SOURCE DOCUMENT:
━━━━━━━━━━

Keywords

1 Introduction

Hyperspectral remote sensors provide an effective method for human to observe the Earth’s surface. Hyperspectral imagery (HSI) with high resolution in both spectral and spatial domains (i.e. derived from sensor systems) can be used in a wide range of specific applications, such as agriculture, physics, and surveillance. In this case, the acquired hyperspectral images can provide an almost continuous spectral curve for each pixel in the image. Capturing rich spectral information while acquiring spatial information, facilitates the generation of complex models to identify and classify different types of materials or plants in the images. However, the increase of the amount of hyperspectral image data and the redundancy in spectral information bring great challenges to the classification of hyperspectral images.

In past decades, many effective methods have been proposed for the classification of HSIs. For example, k-nearest neighbor (KNN) [1] has been used to construct a distance function to analyze the similarity between testing samples and training samples. In [2], support vector machine (SVM) has more potential to determine the decision boundary between classes by kernel methods. Also inspired by hybrid huberized SVM (HHSVMs), a random HHSVM algorithm [3] for HSI was proposed. Meanwhile, low-dimensional sparse representation-based classification (SRC) [4] and random forest-based classifiers [5] have also been proved to be effective in HSI classification. Nevertheless, the existing methods mentioned above paid less attention to the spatial relationship of the neighboring pixels, and the feature vectors fed into the classifier are represented only by the spectral features of the pixels.

In recent years, spatial features have been considered in the classification process to resolve the issues raised by some pixels of different categories with similar spectrums. Consequently, some works have been conducted to introduce spatial information of HSI into classification, such as Markov Random Field (MRF) [6] and wavelet transform [7]. In the meantime, several traditional filters have also been adopted in the classification, such as bilateral filter, mean filter and Gabor filter. Furthermore, with considering spatial domains of HSI, for the first time in the [8], an edge retention filter [8] was proposed to construct the spectral and spatial information of HSIs. In [9], the Gabor filter was combined with the nearest regular subspace (RMS), and then the spatial features extracted by the filter were fed to the RMS classifier.

Recently, the deep learning models have been introduced into the field of computer vision as a powerful tool. Due to the powerful feature representation ability of deep networks, many typical deep learning methods have been applied into the HSI classification, such as deep belief networks (DBNs) [10] and convolutional neural networks (CNNs) [11, 12]. In order to enhance the utilization of HSI spectral-spatial structures, Li et al. [13] proposed a new hyperspectral classification framework based on a fully CNN, and integrated the optimized extreme learning machines (ELM). Cao et al. [14] combines Markov random fields and convolutional neural networks to classify images by formulating the problem from Bayesian. Additionally, Zhang et al. [15] uses a multi-scale summation approach based on regions, and then feeds all spectral and spatial information into a fully connected network.

━━━━━━━━━━

SHORT PROBLEM A: List each author the introduction names with "et al."
SHORT PROBLEM B: Write out the introduction word for word from "1 Introduction" to "of hyperspectral images.".

INFORMATION SUPPLIED:
━━━━━━━━━━

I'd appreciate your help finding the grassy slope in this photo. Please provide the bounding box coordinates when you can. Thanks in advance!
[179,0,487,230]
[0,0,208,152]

━━━━━━━━━━

EXERCISE RESPONSE A: Li, Cao, Zhang

EXERCISE RESPONSE B:
1 Introduction

Hyperspectral remote sensors provide an effective method for human to observe the Earth’s surface. Hyperspectral imagery (HSI) with high resolution in both spectral and spatial domains (i.e. derived from sensor systems) can be used in a wide range of specific applications, such as agriculture, physics, and surveillance. In this case, the acquired hyperspectral images can provide an almost continuous spectral curve for each pixel in the image. Capturing rich spectral information while acquiring spatial information, facilitates the generation of complex models to identify and classify different types of materials or plants in the images. However, the increase of the amount of hyperspectral image data and the redundancy in spectral information bring great challenges to the classification of hyperspectral images.